▶ _PROMPT_
Here is a set of records. Copy them all exactly.

■ ■ ■ ■ ■

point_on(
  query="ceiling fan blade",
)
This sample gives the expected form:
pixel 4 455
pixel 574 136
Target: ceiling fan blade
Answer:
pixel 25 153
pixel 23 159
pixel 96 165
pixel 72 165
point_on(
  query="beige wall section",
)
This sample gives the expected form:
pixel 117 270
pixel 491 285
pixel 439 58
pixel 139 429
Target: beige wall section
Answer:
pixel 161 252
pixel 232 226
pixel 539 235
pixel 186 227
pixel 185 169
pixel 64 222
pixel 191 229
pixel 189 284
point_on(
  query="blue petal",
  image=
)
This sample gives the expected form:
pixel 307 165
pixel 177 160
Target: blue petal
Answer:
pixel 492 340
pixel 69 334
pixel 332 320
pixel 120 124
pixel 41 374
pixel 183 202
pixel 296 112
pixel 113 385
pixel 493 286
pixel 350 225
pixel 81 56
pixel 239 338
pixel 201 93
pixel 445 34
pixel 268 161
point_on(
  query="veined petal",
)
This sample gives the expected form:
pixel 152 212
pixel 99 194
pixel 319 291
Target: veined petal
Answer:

■ ■ ■ ■ ■

▶ _TASK OUTPUT_
point_on(
  query="ceiling fan blade",
)
This sample gives the expected form:
pixel 4 455
pixel 574 136
Target: ceiling fan blade
Answer:
pixel 25 153
pixel 23 159
pixel 96 165
pixel 72 165
point_on(
  query="beige wall section",
)
This sample gives the expected form:
pixel 117 270
pixel 491 285
pixel 439 58
pixel 139 429
Target: beige wall section
Answer:
pixel 161 252
pixel 232 226
pixel 539 235
pixel 186 227
pixel 185 169
pixel 64 222
pixel 191 229
pixel 189 284
point_on(
  query="blue petal",
  image=
)
This sample gives the expected form:
pixel 307 165
pixel 177 160
Target: blue petal
Answer:
pixel 492 340
pixel 69 334
pixel 332 320
pixel 120 124
pixel 41 374
pixel 183 202
pixel 296 112
pixel 113 385
pixel 493 286
pixel 350 225
pixel 81 56
pixel 239 338
pixel 201 93
pixel 445 34
pixel 268 161
point_on(
  query="veined petal",
)
This sample gives the expected form:
pixel 152 212
pixel 99 194
pixel 319 291
Target: veined petal
Answer:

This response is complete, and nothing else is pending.